§ **Work to complete**:
Copy out everything from the start of the records below down to the line containing "[[0, 26, 233, 114]]", both included, with no changes.

§ **Raw records**:
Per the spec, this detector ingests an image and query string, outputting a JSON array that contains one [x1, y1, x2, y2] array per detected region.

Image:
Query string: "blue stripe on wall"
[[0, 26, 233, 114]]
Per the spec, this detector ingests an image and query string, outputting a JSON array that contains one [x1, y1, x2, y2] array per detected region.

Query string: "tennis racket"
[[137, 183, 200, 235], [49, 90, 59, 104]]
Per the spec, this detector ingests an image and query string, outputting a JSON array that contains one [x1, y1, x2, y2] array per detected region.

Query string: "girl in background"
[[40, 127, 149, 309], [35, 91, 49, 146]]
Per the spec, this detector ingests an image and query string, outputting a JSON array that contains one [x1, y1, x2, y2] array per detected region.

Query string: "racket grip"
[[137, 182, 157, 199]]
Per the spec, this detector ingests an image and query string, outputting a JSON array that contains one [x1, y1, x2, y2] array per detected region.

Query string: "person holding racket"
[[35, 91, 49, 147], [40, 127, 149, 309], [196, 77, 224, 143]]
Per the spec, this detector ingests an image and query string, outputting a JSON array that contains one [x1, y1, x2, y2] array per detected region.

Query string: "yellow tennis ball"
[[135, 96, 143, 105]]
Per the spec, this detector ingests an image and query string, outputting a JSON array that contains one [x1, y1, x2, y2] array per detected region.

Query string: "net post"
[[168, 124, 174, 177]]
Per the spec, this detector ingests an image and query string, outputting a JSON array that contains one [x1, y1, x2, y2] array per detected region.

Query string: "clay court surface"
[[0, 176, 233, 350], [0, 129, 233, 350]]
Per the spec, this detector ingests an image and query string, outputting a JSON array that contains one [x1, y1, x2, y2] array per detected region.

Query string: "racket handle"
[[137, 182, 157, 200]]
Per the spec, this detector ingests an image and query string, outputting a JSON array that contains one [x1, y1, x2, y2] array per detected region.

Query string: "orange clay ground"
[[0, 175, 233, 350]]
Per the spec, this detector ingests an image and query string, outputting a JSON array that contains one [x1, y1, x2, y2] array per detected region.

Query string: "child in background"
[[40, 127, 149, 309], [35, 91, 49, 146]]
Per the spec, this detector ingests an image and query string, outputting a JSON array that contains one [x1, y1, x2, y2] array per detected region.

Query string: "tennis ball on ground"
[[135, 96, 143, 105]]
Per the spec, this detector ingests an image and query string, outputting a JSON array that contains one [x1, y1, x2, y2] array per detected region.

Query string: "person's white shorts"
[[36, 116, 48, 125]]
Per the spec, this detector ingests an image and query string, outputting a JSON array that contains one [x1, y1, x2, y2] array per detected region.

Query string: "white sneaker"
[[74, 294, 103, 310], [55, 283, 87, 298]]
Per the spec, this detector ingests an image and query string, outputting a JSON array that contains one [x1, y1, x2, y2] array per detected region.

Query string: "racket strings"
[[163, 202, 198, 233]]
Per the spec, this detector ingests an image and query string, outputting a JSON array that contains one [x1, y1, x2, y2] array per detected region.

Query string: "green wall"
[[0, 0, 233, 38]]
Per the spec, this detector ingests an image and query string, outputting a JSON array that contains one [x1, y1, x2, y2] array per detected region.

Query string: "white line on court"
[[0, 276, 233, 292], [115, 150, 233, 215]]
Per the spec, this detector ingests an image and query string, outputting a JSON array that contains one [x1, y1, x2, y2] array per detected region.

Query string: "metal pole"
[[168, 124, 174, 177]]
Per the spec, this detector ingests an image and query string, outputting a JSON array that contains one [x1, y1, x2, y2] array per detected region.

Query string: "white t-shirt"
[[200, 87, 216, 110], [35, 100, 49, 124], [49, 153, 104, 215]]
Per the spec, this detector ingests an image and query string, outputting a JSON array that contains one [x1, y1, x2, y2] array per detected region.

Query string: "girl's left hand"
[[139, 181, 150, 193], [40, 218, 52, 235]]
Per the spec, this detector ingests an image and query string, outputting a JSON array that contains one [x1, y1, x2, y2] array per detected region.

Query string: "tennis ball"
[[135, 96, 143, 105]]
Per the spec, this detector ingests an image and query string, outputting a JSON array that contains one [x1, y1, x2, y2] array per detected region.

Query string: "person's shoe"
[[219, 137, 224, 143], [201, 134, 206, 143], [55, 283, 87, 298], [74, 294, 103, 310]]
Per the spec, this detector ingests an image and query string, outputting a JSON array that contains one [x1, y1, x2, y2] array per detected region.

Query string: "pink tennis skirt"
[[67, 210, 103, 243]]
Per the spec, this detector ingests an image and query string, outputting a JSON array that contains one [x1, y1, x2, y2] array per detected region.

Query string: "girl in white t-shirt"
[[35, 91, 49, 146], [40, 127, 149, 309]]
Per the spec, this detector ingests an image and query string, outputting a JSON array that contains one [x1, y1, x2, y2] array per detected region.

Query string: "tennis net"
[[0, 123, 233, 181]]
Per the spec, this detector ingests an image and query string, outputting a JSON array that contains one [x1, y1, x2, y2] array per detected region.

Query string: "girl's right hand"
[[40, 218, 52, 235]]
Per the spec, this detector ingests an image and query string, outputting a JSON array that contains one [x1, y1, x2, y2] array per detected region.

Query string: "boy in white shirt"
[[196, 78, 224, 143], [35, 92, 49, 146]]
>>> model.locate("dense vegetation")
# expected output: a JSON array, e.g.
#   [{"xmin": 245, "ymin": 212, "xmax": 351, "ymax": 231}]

§ **Finished exercise**:
Per the spec, this detector ingests an image and query string, outputting a JSON array that contains one [x1, y1, x2, y2] array per detected region.

Image:
Query string: "blue stripe on wall"
[[0, 26, 233, 114]]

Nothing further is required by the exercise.